Rows
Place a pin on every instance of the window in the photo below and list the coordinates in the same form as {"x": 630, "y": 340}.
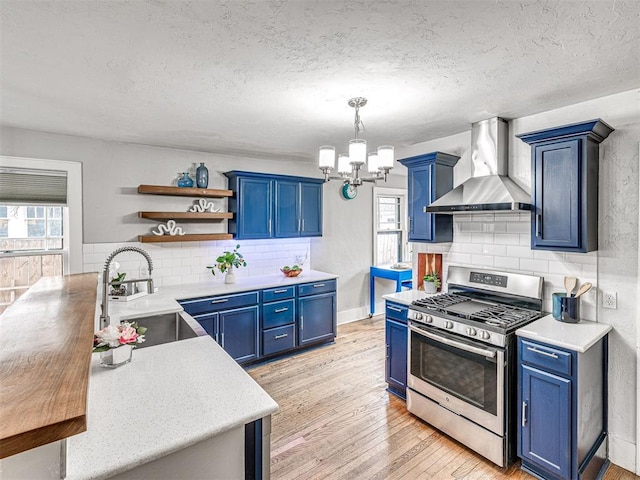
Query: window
{"x": 40, "y": 226}
{"x": 389, "y": 212}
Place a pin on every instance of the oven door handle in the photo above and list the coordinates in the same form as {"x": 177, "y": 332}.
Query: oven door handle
{"x": 453, "y": 343}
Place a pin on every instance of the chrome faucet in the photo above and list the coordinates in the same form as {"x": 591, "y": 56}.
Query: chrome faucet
{"x": 104, "y": 318}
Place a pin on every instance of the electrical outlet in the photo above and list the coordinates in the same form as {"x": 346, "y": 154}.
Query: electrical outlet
{"x": 609, "y": 300}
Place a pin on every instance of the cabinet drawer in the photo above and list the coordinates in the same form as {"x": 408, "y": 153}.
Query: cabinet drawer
{"x": 546, "y": 357}
{"x": 323, "y": 286}
{"x": 278, "y": 339}
{"x": 396, "y": 311}
{"x": 221, "y": 302}
{"x": 276, "y": 314}
{"x": 281, "y": 293}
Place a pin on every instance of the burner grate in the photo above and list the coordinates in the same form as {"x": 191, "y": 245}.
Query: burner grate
{"x": 505, "y": 315}
{"x": 440, "y": 302}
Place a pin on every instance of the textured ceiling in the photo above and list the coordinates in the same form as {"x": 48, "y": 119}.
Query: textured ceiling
{"x": 272, "y": 78}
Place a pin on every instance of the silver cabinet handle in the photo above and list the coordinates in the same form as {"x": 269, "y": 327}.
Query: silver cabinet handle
{"x": 535, "y": 350}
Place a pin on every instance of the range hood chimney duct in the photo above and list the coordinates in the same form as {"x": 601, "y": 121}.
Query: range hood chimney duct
{"x": 489, "y": 189}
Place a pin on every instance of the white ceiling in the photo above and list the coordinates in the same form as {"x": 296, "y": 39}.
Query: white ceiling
{"x": 272, "y": 78}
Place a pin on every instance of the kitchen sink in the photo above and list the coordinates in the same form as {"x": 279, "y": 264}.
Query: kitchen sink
{"x": 168, "y": 327}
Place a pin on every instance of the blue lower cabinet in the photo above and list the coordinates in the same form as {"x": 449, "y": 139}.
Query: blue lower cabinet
{"x": 209, "y": 322}
{"x": 546, "y": 426}
{"x": 396, "y": 340}
{"x": 316, "y": 318}
{"x": 277, "y": 340}
{"x": 396, "y": 335}
{"x": 562, "y": 404}
{"x": 239, "y": 333}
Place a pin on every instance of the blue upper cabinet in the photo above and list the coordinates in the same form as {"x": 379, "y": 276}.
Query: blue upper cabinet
{"x": 429, "y": 177}
{"x": 565, "y": 186}
{"x": 274, "y": 206}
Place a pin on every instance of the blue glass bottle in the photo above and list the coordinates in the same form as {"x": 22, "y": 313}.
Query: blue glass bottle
{"x": 185, "y": 180}
{"x": 202, "y": 176}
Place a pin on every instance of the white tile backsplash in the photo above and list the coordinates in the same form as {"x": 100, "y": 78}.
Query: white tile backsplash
{"x": 503, "y": 242}
{"x": 186, "y": 262}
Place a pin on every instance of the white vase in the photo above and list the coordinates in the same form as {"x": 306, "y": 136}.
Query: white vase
{"x": 230, "y": 277}
{"x": 430, "y": 287}
{"x": 116, "y": 357}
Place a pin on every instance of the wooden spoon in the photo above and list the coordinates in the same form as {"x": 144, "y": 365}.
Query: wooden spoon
{"x": 570, "y": 284}
{"x": 583, "y": 289}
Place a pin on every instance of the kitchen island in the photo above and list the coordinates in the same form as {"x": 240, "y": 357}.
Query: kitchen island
{"x": 178, "y": 410}
{"x": 184, "y": 405}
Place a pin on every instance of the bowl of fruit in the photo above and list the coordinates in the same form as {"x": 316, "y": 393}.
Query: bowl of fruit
{"x": 291, "y": 271}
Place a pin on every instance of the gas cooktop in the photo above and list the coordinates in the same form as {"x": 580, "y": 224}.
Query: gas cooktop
{"x": 499, "y": 315}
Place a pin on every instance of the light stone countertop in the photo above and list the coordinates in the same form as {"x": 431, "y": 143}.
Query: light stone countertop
{"x": 578, "y": 337}
{"x": 169, "y": 397}
{"x": 164, "y": 300}
{"x": 407, "y": 296}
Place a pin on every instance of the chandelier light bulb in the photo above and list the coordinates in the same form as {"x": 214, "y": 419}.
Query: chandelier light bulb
{"x": 372, "y": 162}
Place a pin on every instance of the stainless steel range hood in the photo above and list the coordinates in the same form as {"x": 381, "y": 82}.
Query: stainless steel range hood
{"x": 489, "y": 189}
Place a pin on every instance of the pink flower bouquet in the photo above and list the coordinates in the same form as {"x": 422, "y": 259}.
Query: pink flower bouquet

Directive
Set down nothing but the lines from the one with "Place a pin on every instance of the gas" through the end of the records, keeping each line exactly as written and including both ends.

Output of the exercise
Place a pin on every instance of the gas cooktop in the photo above and list the coordinates in the same form as {"x": 580, "y": 224}.
Query: gas cooktop
{"x": 499, "y": 315}
Place a pin on every instance of the light stone countertop in the photo above and list the coordinates in the same form as {"x": 431, "y": 143}.
Query: light stone countertop
{"x": 578, "y": 337}
{"x": 169, "y": 397}
{"x": 164, "y": 300}
{"x": 407, "y": 296}
Place a pin on every instance of the chandelier light bulb in the photo above and list the coordinates in the same form as {"x": 214, "y": 419}.
Query: chandelier light bulb
{"x": 372, "y": 162}
Place a pin on every instance of the stainless steel range hood in the photo above and list the coordinates in the same form as {"x": 381, "y": 82}.
Query: stainless steel range hood
{"x": 489, "y": 189}
Place a pin on every instance of the pink flower bouquet in the photo above and list the coordinates in the same form as {"x": 422, "y": 259}.
Query: pink flower bouquet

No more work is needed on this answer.